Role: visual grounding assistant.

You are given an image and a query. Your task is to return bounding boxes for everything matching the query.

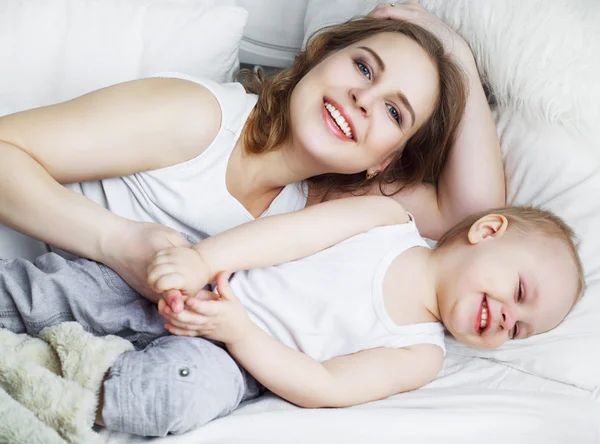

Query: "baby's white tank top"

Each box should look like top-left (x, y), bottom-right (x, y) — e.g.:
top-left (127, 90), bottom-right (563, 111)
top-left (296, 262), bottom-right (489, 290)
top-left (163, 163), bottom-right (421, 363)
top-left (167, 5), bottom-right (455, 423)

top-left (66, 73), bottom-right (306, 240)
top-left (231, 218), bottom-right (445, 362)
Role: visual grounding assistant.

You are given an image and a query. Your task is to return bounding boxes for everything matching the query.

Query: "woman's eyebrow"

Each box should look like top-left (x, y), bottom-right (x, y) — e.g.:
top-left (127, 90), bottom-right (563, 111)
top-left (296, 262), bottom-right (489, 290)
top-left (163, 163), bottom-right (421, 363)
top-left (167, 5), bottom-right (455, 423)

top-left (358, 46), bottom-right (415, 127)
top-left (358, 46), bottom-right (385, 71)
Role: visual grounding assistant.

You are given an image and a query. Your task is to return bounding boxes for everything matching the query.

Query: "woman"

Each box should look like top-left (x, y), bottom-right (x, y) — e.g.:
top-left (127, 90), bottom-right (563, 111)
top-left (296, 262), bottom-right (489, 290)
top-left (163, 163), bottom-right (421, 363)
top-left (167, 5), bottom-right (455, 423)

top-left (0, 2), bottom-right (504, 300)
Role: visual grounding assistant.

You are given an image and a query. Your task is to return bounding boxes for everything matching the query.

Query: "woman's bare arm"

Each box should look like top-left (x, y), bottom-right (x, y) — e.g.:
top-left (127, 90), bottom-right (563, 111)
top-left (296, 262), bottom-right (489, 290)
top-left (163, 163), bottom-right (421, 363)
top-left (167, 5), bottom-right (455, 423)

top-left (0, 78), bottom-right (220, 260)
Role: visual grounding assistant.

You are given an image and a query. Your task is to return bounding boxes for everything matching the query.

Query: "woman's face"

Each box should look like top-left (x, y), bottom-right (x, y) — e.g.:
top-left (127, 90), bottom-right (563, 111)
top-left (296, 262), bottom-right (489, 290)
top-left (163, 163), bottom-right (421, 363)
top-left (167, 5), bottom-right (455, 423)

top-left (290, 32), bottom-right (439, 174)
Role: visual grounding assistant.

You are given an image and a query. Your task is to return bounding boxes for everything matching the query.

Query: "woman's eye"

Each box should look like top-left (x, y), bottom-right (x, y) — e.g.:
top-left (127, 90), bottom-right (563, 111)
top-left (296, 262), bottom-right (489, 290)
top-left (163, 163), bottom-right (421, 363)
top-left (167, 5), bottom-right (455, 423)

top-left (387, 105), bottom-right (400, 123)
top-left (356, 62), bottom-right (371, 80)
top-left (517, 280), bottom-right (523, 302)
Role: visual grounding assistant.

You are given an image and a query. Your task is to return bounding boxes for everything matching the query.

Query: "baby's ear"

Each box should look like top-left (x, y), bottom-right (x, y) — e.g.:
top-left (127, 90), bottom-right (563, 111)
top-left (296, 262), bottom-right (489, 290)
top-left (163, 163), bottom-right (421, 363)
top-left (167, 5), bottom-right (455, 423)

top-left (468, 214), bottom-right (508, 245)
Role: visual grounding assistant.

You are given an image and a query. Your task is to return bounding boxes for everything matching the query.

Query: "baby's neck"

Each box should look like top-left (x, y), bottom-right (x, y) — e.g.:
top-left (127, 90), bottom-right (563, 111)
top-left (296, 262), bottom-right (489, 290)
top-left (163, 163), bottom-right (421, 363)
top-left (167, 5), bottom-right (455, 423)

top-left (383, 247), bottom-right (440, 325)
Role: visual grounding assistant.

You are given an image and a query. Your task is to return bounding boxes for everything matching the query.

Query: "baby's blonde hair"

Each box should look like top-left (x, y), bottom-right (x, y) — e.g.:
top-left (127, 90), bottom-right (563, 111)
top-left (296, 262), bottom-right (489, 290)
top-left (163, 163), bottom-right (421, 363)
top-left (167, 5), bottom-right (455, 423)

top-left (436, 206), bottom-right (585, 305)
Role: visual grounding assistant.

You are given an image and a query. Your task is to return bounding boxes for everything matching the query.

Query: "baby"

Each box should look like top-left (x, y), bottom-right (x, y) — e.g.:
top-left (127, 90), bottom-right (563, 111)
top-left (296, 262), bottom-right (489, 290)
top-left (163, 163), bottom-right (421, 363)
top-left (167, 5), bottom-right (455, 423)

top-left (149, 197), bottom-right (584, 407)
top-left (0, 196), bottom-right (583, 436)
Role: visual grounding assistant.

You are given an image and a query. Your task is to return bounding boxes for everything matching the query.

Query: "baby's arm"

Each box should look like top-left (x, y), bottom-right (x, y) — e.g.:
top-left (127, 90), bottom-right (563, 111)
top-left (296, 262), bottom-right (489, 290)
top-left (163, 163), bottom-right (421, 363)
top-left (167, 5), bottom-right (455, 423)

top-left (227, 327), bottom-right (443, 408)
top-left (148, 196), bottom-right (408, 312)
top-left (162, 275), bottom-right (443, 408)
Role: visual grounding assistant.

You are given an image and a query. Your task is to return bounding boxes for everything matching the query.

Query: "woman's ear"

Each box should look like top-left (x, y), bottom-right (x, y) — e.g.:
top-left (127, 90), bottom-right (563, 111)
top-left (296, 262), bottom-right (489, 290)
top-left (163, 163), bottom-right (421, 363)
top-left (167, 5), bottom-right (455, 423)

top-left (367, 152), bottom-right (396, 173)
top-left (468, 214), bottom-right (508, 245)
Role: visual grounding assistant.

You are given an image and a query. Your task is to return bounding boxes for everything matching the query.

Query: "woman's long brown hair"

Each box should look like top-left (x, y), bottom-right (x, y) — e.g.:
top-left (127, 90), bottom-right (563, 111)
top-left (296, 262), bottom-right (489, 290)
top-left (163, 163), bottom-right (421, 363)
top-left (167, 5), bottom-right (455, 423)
.....
TASK OBJECTIVE
List every line above that contains the string "baby", treating uppercase and lowercase as different.

PROBLEM SOLUTION
Query: "baby's white tank top"
Query: "baby's ear"
Query: "baby's neck"
Query: "baby's blonde hair"
Query: "baby"
Query: "baby's arm"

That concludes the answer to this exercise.